- Goal -
How many lines in the data below contain the word "carving"? Reply with the number alone.

>> begin Stored records

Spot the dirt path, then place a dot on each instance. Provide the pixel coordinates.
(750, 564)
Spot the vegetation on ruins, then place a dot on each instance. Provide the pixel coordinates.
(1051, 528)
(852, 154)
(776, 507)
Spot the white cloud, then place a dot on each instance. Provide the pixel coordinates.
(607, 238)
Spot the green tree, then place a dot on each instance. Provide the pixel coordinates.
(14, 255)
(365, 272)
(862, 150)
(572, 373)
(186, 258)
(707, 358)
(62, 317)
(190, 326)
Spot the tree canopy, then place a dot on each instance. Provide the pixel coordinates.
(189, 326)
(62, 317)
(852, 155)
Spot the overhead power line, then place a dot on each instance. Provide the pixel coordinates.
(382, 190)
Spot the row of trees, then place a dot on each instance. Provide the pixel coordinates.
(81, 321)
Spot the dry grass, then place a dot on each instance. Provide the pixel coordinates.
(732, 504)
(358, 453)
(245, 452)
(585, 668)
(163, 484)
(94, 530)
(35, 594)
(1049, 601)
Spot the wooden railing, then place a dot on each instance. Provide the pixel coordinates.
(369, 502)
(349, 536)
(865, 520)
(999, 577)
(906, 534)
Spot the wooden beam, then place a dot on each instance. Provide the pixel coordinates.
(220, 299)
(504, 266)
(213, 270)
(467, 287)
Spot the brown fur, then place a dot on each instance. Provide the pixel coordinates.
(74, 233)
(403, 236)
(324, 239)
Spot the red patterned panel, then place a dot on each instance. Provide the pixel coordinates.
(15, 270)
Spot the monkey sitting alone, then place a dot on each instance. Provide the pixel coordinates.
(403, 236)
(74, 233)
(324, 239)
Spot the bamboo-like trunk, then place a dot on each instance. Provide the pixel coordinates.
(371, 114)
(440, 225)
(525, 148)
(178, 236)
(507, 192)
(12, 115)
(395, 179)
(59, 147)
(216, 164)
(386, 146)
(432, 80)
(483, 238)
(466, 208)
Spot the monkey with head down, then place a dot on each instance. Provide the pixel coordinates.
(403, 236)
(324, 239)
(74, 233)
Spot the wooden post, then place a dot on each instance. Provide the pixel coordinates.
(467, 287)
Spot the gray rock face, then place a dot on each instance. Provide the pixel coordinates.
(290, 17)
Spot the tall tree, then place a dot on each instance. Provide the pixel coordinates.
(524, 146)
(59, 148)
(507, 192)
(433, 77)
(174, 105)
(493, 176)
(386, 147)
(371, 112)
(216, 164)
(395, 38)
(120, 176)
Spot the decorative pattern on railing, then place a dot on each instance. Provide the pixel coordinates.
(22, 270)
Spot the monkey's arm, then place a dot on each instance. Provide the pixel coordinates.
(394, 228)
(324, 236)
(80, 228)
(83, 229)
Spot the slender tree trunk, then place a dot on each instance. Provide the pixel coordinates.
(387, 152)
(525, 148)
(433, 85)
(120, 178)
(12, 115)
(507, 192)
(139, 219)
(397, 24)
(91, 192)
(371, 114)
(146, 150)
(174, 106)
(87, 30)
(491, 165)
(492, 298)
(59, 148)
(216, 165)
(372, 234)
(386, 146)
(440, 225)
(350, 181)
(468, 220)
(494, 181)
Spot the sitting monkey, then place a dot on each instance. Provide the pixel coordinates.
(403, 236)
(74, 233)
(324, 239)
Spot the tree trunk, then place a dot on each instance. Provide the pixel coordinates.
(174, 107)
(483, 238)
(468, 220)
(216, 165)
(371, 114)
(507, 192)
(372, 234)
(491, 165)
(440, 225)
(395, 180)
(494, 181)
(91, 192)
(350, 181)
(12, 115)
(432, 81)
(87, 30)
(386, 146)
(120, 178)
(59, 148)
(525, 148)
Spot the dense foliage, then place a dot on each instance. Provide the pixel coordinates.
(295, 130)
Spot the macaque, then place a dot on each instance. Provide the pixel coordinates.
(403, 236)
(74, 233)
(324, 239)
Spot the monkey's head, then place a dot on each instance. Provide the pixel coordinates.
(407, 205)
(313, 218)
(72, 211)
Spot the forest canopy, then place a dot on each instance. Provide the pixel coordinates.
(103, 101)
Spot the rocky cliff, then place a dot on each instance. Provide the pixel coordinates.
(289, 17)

>> end Stored records
>> begin Stored records

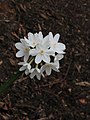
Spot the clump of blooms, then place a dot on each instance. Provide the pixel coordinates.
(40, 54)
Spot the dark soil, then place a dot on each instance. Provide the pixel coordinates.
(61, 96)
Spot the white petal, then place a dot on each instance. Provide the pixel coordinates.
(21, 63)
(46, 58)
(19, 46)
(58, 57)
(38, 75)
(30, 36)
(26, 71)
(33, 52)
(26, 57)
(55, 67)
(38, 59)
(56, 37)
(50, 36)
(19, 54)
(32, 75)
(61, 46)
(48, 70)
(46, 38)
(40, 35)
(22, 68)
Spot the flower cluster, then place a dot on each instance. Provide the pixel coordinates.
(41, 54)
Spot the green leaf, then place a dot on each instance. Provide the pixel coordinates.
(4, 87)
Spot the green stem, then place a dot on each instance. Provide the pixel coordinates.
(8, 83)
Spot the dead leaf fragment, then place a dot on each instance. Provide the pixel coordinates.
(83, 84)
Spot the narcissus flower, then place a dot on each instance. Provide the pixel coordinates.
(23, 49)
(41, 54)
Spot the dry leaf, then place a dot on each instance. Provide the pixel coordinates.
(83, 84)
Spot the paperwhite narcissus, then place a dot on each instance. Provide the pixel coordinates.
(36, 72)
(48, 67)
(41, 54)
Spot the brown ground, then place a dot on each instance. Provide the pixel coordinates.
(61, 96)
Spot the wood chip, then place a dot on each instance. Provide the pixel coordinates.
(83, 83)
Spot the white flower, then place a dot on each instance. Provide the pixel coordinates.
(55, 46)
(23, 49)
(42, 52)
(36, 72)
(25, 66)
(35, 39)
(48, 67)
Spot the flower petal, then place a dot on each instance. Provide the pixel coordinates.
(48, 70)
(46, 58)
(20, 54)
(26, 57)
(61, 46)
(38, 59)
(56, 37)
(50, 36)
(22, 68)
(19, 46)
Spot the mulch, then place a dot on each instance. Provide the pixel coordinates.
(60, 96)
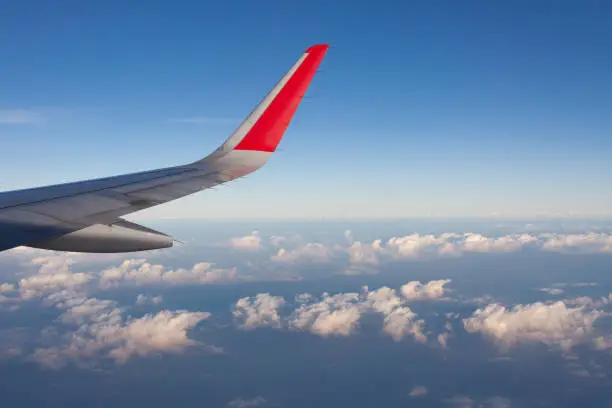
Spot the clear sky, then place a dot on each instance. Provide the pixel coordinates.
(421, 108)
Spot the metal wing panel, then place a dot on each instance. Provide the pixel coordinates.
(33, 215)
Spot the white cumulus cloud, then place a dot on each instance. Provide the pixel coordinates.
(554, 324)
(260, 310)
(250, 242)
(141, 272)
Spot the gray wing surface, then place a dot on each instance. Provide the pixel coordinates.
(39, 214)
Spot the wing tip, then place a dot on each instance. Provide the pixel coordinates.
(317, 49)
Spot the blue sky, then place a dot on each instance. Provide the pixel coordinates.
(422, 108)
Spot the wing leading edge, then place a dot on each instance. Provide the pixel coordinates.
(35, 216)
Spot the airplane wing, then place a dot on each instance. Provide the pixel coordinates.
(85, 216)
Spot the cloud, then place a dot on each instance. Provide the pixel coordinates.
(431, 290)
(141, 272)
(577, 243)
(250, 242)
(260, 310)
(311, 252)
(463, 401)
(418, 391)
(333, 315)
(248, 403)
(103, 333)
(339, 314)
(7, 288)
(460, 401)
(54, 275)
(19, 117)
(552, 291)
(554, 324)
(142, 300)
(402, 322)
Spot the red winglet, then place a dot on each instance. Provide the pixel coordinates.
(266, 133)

>> end Stored records
>> begin Stored records

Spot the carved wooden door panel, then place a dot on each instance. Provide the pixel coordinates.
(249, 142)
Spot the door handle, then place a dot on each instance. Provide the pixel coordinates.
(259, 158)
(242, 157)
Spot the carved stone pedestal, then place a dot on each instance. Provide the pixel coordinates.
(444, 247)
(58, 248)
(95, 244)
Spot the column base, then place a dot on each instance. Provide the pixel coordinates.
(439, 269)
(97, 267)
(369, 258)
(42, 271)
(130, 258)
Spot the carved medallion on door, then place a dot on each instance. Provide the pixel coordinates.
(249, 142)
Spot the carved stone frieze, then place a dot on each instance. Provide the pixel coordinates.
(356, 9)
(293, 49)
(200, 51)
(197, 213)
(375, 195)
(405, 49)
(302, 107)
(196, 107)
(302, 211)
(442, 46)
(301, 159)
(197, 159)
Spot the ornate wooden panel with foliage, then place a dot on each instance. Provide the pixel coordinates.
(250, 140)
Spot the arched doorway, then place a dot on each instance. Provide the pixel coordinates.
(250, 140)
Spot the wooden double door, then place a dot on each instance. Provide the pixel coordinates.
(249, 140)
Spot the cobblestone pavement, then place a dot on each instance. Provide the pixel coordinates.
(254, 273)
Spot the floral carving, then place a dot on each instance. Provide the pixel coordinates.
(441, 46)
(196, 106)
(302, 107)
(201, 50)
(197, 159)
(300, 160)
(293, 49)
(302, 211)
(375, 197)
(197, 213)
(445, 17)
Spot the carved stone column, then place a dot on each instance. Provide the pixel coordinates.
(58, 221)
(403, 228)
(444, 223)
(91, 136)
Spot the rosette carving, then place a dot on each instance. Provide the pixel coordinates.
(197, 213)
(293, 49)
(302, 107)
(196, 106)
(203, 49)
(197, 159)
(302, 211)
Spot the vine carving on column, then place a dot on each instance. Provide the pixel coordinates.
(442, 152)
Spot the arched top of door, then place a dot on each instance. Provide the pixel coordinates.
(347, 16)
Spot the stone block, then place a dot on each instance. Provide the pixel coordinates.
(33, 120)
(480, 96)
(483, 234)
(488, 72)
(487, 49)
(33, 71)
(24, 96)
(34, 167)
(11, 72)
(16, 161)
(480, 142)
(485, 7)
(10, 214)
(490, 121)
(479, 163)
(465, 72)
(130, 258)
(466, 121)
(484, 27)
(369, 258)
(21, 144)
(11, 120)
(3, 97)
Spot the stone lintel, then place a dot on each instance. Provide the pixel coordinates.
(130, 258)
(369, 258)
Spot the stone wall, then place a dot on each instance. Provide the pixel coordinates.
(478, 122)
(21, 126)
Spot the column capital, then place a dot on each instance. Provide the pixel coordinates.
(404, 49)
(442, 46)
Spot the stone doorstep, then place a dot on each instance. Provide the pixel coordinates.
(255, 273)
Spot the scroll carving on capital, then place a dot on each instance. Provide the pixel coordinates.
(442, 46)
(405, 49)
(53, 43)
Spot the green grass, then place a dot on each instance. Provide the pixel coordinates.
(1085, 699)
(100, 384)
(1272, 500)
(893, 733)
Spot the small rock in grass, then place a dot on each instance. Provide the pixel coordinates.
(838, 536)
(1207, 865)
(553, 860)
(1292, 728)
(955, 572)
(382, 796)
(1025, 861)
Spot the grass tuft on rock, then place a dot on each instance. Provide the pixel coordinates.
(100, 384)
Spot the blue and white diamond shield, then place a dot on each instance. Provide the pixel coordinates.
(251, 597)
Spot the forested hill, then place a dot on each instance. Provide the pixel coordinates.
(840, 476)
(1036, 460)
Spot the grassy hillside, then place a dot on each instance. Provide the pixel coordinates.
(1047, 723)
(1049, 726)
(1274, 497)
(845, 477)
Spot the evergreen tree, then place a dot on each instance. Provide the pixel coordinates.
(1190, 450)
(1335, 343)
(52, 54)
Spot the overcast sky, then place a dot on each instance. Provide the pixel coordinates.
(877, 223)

>> end Stored records

- In response -
4